_TRECHO DO DOCUMENTO_:

O ressentimento socialista de Mussolini
Como o jovem socialista Benito Mussolini, criado em berço marxista, se tornou um dos maiores ditadores do século XX e crítico do comunismo?
No dia 29 de novembro de 1914, o então jornalista e escritor do jornal Avanti!, Benito Mussolini, foi expulso do partido socialista, sendo uma das causas apontadas a postura de defesa à entrada da Itália na Primeira Guerra Mundial. Inflado pelo nacionalismo exacerbado, o jovem Mussolini, apaixonado pelas polêmicas, se irritou com os dirigentes socialistas pela postura neutra em relação à entrada da Itália na guerra. Antes disso, ainda como editor do Avanti!, lançou-se contra a postura reformista do partido, afirmando que a política parlamentar era inútil. Como o jovem socialista, criado em berço revolucionário e marxista, se tornou um dos maiores ditadores do século XX e crítico do comunismo?

Benito Amilcare Andrea Mussolini, nascido em Predappio, região da Emiglia-Romagna, teve seu nome escolhido em homenagem ao indígena Benito Juárez, revolucionário, que se tornou presidente no México. Seu pai, Alessandro, pregava sua fé revolucionária para quem quisesse ouvir. Sua mãe, Rosa, não compartilhava o ardor revolucionário do marido. Todavia, a Romagna vivia uma era central dos movimentos anarquistas e socialistas da Itália, sendo nesse cenário que o jovem Benito foi criado. Cresceu admirando figuras como Garibaldi, Piscane, Mazzini, e tantos outros líderes revolucionários na Itália, além dos anarquistas Carlo Cafiero e Mikhail Bakunin.

_TAREFA PROPOSTA 1_: Segundo o trecho sobre Mussolini, em que data ele foi expulso do partido socialista?
_TAREFA PROPOSTA 2_: Reescreva em forma de lista o parágrafo do trecho sobre Mussolini que começa com "Benito Amilcare Andrea Mussolini, nascido em Predappio", mantendo os fatos principais.
_TAREFA PROPOSTA 3_: Substitua "o jovem Benito" por "o menino Benito" ao reproduzir o trecho sobre Mussolini, começando em "Benito Amilcare Andrea" e terminando em "e Mikhail Bakunin.".
Não é preciso consultar os dados para realizar o que se pede.

_DADOS APRESENTADOS_:

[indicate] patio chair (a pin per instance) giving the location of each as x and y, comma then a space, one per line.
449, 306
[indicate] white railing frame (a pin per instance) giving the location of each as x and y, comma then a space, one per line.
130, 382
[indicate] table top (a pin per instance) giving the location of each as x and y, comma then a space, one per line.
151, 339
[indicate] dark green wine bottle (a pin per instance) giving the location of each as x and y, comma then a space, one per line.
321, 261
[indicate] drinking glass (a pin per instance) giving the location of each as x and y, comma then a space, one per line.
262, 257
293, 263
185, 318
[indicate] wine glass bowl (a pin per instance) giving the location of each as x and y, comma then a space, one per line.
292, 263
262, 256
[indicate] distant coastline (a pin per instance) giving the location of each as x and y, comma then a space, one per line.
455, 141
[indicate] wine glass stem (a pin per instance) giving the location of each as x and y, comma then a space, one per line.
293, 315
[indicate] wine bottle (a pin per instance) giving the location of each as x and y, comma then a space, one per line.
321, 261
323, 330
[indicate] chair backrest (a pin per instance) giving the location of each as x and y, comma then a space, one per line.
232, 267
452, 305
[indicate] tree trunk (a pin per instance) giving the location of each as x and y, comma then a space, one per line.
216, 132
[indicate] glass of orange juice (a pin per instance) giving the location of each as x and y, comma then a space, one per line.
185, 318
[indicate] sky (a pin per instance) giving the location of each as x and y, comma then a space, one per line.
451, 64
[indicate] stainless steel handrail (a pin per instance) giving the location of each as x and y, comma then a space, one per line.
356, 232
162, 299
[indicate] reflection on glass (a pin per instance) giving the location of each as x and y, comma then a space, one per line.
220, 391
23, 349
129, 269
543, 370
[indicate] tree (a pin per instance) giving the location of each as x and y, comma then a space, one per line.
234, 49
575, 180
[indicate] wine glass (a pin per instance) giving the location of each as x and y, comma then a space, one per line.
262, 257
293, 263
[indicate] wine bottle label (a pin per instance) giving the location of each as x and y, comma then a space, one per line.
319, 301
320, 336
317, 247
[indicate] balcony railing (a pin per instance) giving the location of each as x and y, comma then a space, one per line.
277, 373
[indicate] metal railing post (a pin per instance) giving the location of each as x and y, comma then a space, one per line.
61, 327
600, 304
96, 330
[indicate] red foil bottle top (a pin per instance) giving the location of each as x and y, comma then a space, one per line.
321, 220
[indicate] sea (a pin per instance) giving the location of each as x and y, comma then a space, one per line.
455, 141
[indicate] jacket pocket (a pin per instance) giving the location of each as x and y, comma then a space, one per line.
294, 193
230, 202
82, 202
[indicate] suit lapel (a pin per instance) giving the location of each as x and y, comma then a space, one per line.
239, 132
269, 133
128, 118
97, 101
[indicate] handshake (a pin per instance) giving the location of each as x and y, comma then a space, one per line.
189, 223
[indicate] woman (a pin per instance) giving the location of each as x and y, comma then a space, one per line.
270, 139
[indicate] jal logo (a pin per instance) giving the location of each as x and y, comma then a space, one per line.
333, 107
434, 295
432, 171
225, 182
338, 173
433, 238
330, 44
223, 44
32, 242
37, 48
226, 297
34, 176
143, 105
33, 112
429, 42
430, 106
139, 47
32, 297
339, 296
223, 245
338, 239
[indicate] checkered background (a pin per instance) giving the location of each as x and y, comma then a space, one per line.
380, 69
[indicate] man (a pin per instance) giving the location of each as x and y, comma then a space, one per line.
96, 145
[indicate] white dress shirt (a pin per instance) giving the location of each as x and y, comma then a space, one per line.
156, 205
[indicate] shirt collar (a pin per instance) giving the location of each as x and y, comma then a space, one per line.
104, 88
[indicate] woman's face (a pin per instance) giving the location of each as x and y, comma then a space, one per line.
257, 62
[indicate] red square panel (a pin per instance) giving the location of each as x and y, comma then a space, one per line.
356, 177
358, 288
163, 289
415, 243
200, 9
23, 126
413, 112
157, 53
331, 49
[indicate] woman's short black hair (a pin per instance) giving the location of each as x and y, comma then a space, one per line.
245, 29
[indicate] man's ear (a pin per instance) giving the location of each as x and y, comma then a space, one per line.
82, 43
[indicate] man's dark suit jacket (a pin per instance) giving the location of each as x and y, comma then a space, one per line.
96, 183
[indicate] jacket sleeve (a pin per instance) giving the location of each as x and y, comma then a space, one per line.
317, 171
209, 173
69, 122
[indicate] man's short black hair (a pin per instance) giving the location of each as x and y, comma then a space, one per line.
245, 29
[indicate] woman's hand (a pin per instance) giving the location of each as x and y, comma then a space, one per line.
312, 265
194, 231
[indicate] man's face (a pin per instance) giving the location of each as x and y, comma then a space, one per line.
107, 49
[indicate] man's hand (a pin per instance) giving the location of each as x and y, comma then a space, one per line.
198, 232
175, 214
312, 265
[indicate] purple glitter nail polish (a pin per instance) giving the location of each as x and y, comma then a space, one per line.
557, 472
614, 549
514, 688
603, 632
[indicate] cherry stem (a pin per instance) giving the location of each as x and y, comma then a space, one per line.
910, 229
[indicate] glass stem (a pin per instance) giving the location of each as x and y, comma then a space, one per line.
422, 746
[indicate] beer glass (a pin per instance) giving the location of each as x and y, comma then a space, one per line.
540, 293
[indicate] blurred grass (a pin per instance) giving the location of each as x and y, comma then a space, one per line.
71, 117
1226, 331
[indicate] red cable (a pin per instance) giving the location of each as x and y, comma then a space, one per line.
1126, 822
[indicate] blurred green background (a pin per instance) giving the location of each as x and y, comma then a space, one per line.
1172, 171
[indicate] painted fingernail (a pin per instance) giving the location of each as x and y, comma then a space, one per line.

_RESPOSTA DA TAREFA 1_: Em 29 de novembro de 1914.

_RESPOSTA DA TAREFA 2_:
- Benito Amilcare Andrea Mussolini nasceu em Predappio, na região da Emiglia-Romagna.
- Seu nome homenageia o indígena e revolucionário Benito Juárez, que se tornou presidente no México.
- O pai, Alessandro, pregava sua fé revolucionária a quem quisesse ouvir.
- A mãe, Rosa, não compartilhava o ardor revolucionário do marido.
- Ele foi criado na Romagna, que vivia uma era central dos movimentos anarquistas e socialistas da Itália.
- Cresceu admirando líderes revolucionários italianos como Garibaldi, Piscane e Mazzini, além dos anarquistas Carlo Cafiero e Mikhail Bakunin.

_RESPOSTA DA TAREFA 3_:
Benito Amilcare Andrea Mussolini, nascido em Predappio, região da Emiglia-Romagna, teve seu nome escolhido em homenagem ao indígena Benito Juárez, revolucionário, que se tornou presidente no México. Seu pai, Alessandro, pregava sua fé revolucionária para quem quisesse ouvir. Sua mãe, Rosa, não compartilhava o ardor revolucionário do marido. Todavia, a Romagna vivia uma era central dos movimentos anarquistas e socialistas da Itália, sendo nesse cenário que o menino Benito foi criado. Cresceu admirando figuras como Garibaldi, Piscane, Mazzini, e tantos outros líderes revolucionários na Itália, além dos anarquistas Carlo Cafiero e Mikhail Bakunin.